Stored entries
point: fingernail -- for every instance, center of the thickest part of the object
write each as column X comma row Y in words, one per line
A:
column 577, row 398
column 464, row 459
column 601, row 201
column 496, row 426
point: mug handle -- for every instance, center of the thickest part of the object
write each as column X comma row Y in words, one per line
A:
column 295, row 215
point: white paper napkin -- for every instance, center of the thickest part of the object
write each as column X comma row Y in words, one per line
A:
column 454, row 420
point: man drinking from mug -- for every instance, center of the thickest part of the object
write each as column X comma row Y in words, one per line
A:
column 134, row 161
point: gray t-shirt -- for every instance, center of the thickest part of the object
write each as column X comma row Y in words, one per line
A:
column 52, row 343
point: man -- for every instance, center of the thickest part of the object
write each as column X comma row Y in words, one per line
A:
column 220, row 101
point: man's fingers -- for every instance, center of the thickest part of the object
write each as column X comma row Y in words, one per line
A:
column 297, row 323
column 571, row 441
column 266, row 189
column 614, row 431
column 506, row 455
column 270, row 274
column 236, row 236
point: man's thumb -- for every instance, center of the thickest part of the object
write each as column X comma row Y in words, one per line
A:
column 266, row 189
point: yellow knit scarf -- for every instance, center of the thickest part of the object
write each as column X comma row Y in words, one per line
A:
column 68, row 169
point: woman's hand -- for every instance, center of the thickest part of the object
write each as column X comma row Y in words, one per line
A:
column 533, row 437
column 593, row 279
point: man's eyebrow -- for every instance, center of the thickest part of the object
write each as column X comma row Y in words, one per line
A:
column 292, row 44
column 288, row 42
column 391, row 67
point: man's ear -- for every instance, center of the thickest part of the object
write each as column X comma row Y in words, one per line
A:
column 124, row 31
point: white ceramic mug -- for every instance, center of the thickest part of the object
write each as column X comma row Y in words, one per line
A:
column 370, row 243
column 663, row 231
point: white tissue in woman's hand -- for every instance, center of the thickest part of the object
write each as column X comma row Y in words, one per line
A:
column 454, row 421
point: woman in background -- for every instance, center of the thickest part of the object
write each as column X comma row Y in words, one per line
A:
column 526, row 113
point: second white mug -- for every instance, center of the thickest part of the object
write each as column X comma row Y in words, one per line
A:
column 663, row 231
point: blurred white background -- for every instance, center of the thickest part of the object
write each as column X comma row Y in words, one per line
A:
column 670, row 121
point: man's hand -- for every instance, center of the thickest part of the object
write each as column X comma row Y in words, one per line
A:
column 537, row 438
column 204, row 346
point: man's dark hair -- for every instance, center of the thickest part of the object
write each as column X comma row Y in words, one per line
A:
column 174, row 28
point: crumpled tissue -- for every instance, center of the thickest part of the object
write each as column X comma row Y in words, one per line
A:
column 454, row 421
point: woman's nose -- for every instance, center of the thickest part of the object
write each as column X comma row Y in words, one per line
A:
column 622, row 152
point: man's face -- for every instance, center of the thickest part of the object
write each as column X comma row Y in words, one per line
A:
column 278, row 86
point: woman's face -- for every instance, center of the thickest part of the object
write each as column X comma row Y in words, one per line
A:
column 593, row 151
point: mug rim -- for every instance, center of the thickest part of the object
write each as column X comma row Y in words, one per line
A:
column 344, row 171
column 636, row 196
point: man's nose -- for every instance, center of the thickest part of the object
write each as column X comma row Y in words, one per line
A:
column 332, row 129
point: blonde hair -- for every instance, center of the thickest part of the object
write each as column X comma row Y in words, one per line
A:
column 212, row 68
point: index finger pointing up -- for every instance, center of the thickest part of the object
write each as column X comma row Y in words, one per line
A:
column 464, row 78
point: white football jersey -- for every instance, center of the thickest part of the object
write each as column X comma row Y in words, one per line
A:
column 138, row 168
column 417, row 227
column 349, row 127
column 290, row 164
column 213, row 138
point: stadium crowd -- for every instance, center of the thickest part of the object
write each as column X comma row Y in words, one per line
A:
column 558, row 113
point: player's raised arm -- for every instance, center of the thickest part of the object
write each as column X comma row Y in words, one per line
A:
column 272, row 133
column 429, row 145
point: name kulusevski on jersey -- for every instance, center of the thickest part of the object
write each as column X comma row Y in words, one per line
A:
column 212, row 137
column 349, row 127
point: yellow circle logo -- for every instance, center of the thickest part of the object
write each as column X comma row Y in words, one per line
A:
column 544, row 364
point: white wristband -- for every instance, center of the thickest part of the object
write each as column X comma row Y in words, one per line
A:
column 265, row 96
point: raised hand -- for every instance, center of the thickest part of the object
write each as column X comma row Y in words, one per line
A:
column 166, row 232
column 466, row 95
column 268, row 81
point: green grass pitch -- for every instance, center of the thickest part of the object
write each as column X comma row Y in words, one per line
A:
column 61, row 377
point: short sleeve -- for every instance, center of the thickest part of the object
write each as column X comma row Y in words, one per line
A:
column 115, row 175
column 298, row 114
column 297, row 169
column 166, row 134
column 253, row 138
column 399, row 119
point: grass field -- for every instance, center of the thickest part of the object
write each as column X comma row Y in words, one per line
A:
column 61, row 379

> EXERCISE
From the first line to the last, please write out the entries exactly.

> SOLUTION FOR THIS PROBLEM
point: fingernail -- for every instance, center of the thickest part of the object
write each as column X comma row Y in words, one per line
A:
column 577, row 398
column 464, row 459
column 601, row 201
column 496, row 426
point: mug handle -- for every instance, center of the thickest part of the object
write each as column X comma row Y in words, one per line
A:
column 295, row 215
point: white paper napkin -- for every instance, center of the thickest part of the object
write each as column X comma row Y in words, one per line
A:
column 454, row 420
point: man drinking from mug -- for every instance, center of the thickest part of the object
write each as column X comma row Y in words, one per line
A:
column 134, row 161
point: gray t-shirt -- for every instance, center of the thickest part of the object
write each as column X comma row Y in words, one per line
A:
column 52, row 343
point: man -- for every instance, center of the thickest part of the object
write each as column X comma row Y in words, one per line
A:
column 220, row 101
point: man's fingers -- for every instance, center of the thickest part of the object
write each as column X comma row Y in words, one per line
A:
column 297, row 323
column 571, row 441
column 266, row 189
column 614, row 431
column 506, row 455
column 270, row 274
column 236, row 236
point: man's thumb -- for every instance, center of the thickest part of the object
write each as column X comma row Y in words, one per line
A:
column 266, row 189
point: yellow knit scarf -- for every instance, center of the thickest part of the object
write each as column X comma row Y in words, one per line
A:
column 68, row 169
point: woman's hand -- for every instance, center of the thickest part of the object
write each as column X comma row Y in words, one per line
A:
column 533, row 437
column 593, row 279
point: man's eyebrow -- for every instance, center of the thickest part of the object
write each as column X comma row Y in words, one per line
A:
column 292, row 44
column 288, row 42
column 391, row 67
point: man's ear -- for every instance, center of the thickest part of the object
write each as column X comma row Y in words, one per line
A:
column 124, row 31
point: white ceramic mug -- for every instance, center of the thickest part of the object
write each as column X comma row Y in words, one per line
A:
column 370, row 243
column 663, row 231
point: white tissue in woman's hand -- for every instance, center of the thickest part of the object
write each as column X comma row Y in words, one per line
A:
column 454, row 421
point: woman in background -- for every instance, center of the thickest part of the object
write each as column X comma row Y in words, one per line
A:
column 526, row 113
point: second white mug -- for every instance, center of the thickest part of the object
write each as column X comma row Y in words, one per line
A:
column 663, row 231
point: blurred white background -- for every instance, center of the thickest part of the object
write each as column X comma row Y in words, one per line
A:
column 670, row 121
point: man's hand -- for every instance, center of the thickest part of the object
write each as column X comma row Y in words, one per line
A:
column 537, row 438
column 204, row 346
point: man's dark hair -- for every instance, center of the thickest part of the object
write each as column X comma row Y in words, one per line
A:
column 174, row 28
point: crumpled tissue -- for every instance, center of the thickest part of the object
write each as column X comma row Y in words, one per line
A:
column 454, row 421
point: woman's nose -- for every instance, center of the thickest part of the object
write each as column X comma row Y in words, one per line
A:
column 622, row 152
point: man's face -- for every instance, center of the thickest part of the object
write each as column X comma row Y in words, one per line
A:
column 278, row 86
point: woman's face -- for every instance, center of the thickest part of the object
write each as column X comma row Y in words, one per line
A:
column 593, row 151
point: mug rim -- for every instance, center of the thickest part of the object
write each as column X comma row Y in words, one per line
A:
column 344, row 171
column 636, row 196
point: man's nose -- for every instance, center of the thickest part of the object
write each as column X comma row Y in words, one per line
A:
column 332, row 129
point: blonde hair -- for every instance, center of the thickest part of the object
write each as column X comma row Y in words, one per line
A:
column 212, row 68
point: index finger pointing up -- for every instance, center of the thickest part of the object
write each as column X comma row Y in words, one per line
A:
column 464, row 78
point: white football jersey -- for every instance, center of the thickest part of the object
write each as column X comma row Y in words, one per line
A:
column 138, row 168
column 417, row 227
column 349, row 127
column 290, row 164
column 213, row 138
point: stadium crowd -- for every instance, center of the thickest part of the object
write each as column X comma row Y in words, one per line
A:
column 558, row 113
point: player's raised arm -- for every instance, center of the thickest part of the object
write each as column X comma row Y in words, one per line
A:
column 272, row 133
column 429, row 145
point: name kulusevski on jersey -- for every instance, center of the thickest part of the object
write each as column X comma row Y in words, one per line
A:
column 212, row 137
column 349, row 127
point: yellow circle logo -- for every instance, center of the thickest part of the object
write each as column X comma row Y in words, one per line
A:
column 544, row 364
point: white wristband -- for every instance, center of the thickest part of the object
write each as column X comma row Y in words, one per line
A:
column 265, row 96
point: raised hand -- for every instance, center of the thickest part of the object
write each as column X comma row Y in words, one per line
A:
column 166, row 232
column 466, row 95
column 268, row 81
point: green grass pitch -- for every instance, center of the thickest part of the object
write each as column X comma row Y in words, one per line
A:
column 61, row 377
point: short sleeve -- for every instance, center of the thickest part of the object
write each as column X comma row Y in words, one per line
A:
column 115, row 175
column 298, row 114
column 297, row 169
column 166, row 134
column 253, row 138
column 399, row 119
point: grass field -- for every instance, center of the thickest part of the object
write each as column X comma row Y in words, one per line
A:
column 61, row 379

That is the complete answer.